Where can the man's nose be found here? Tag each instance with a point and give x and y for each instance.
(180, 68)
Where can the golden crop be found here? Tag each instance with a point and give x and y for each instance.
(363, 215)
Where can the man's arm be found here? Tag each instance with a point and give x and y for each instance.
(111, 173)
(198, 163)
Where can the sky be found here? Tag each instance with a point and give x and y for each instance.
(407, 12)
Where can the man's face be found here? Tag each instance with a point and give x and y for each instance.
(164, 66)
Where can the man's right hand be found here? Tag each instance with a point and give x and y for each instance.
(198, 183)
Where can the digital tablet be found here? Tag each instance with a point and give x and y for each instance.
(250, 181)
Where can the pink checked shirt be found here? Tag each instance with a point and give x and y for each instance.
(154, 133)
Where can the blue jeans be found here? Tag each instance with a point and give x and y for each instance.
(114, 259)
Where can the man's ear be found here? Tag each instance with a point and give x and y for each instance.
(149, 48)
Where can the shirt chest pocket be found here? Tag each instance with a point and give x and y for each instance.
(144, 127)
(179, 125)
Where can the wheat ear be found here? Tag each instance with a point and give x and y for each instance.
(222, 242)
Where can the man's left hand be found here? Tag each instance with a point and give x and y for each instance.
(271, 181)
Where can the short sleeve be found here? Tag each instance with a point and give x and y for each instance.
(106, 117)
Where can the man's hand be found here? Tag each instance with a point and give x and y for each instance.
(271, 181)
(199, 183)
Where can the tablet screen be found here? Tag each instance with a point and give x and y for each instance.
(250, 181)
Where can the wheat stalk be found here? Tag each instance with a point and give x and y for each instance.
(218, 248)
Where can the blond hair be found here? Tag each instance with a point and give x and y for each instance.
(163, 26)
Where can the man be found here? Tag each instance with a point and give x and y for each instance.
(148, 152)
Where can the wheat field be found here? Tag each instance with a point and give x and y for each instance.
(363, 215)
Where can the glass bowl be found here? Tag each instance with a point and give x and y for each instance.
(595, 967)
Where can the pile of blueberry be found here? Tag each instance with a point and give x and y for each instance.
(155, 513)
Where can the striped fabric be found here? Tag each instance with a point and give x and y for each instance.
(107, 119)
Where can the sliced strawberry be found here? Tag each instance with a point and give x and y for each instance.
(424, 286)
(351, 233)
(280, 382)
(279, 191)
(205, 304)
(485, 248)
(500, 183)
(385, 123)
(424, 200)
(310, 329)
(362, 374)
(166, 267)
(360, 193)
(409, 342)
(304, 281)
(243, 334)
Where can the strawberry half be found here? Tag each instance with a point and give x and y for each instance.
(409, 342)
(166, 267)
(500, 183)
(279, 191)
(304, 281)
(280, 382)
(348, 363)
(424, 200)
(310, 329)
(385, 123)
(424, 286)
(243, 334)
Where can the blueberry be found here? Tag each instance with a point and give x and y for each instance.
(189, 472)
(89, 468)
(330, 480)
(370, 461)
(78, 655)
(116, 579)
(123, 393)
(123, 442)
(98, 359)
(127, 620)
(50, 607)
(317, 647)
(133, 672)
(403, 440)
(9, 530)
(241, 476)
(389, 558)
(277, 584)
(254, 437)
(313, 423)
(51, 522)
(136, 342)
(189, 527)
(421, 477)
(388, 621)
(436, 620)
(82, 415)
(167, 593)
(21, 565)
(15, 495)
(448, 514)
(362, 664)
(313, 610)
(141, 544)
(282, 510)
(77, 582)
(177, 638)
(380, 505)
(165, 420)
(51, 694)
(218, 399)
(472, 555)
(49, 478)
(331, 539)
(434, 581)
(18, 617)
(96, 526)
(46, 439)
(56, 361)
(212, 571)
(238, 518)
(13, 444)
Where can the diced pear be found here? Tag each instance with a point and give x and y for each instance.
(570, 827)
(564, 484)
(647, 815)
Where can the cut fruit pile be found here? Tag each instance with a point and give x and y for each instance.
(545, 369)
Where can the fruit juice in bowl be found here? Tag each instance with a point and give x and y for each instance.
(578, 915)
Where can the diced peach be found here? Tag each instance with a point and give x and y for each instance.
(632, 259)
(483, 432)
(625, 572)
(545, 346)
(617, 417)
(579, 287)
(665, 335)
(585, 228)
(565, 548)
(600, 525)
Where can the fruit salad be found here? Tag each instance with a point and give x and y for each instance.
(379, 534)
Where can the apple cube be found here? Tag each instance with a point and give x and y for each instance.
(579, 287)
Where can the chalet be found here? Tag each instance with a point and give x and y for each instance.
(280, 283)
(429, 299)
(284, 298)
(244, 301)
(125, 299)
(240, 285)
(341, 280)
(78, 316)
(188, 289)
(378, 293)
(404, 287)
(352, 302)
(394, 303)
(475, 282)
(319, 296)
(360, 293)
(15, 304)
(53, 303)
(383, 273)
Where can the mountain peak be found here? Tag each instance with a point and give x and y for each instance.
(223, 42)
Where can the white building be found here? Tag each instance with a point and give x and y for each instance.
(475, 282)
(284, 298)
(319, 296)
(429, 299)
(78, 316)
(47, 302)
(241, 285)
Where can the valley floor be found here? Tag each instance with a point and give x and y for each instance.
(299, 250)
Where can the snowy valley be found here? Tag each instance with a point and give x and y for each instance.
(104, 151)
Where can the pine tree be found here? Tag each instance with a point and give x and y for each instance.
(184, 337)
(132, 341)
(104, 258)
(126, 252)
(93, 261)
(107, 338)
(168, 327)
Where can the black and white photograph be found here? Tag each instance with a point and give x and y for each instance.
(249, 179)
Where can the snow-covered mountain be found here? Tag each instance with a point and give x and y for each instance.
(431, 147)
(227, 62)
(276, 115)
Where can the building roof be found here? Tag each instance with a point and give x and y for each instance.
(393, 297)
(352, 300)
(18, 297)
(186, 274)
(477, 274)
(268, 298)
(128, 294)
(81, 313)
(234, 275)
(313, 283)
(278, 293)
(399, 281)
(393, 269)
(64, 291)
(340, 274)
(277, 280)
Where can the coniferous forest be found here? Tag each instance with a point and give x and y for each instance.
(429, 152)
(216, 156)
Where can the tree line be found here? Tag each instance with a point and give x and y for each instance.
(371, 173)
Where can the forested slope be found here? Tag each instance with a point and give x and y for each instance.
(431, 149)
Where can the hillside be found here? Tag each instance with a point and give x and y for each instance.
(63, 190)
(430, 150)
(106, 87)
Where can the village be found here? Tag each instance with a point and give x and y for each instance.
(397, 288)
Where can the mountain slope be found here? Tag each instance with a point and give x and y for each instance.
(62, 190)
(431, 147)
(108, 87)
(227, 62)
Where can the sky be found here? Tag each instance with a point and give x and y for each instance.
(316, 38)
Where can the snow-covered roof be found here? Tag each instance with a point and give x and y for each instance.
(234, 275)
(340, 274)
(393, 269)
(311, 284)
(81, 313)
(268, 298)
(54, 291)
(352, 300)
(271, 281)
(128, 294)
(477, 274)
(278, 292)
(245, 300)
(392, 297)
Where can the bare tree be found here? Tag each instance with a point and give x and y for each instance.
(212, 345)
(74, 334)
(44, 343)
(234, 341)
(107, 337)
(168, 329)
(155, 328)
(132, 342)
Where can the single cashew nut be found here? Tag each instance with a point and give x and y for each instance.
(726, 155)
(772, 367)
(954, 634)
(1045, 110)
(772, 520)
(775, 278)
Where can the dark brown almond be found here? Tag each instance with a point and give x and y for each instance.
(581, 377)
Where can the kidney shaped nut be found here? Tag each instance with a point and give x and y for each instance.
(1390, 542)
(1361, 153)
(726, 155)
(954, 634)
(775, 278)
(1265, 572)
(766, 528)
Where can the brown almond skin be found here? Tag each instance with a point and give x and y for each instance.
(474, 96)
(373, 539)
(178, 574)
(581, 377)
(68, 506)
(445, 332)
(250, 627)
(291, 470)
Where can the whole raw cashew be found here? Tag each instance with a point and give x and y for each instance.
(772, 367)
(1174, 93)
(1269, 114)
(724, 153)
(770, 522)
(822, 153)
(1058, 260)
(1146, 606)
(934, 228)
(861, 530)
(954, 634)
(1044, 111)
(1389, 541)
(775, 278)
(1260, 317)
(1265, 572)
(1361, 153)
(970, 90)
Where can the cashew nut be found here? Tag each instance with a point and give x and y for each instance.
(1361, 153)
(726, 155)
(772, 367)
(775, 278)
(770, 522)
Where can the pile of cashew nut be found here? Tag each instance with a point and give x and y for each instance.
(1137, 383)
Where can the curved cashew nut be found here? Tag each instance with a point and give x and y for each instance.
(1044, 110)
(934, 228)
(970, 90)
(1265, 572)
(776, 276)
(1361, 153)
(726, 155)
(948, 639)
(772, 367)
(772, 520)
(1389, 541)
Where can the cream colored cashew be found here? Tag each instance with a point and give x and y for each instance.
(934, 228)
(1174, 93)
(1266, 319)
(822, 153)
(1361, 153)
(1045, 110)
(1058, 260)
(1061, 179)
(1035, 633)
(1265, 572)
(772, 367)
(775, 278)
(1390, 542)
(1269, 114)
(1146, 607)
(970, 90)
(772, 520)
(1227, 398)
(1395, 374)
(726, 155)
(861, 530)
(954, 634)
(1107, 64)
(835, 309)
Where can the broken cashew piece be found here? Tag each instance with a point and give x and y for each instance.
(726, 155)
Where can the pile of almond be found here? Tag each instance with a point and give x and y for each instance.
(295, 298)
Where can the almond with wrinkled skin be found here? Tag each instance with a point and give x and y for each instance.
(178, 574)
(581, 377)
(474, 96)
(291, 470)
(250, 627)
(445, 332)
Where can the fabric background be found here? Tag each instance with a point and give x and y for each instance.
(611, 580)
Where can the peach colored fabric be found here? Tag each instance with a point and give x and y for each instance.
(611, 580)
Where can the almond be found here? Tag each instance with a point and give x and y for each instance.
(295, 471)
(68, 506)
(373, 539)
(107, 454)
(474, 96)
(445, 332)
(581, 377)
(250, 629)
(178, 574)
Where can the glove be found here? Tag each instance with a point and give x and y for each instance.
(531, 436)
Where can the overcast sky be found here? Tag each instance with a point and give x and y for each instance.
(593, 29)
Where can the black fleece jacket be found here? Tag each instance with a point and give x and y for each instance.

-=-=-=-=-

**Task requirements:** A word-for-word copy of the lines from the one with "Where can the almond be" through the end of the listing is what should be returned.

**Answer to this task:**
Where can the almond be found here? Tag each instance with a point and give x and y for each instance.
(295, 471)
(68, 506)
(373, 539)
(107, 454)
(474, 96)
(445, 332)
(581, 377)
(250, 629)
(178, 574)
Where can the glove be found here? Tag each instance with a point and give x and y for each instance.
(531, 436)
Where can the overcast sky be found here? Tag each instance with a point and give x and y for each instance.
(593, 29)
Where can the black fleece jacket be found here? Tag each instance with a point and give x and y for each instance.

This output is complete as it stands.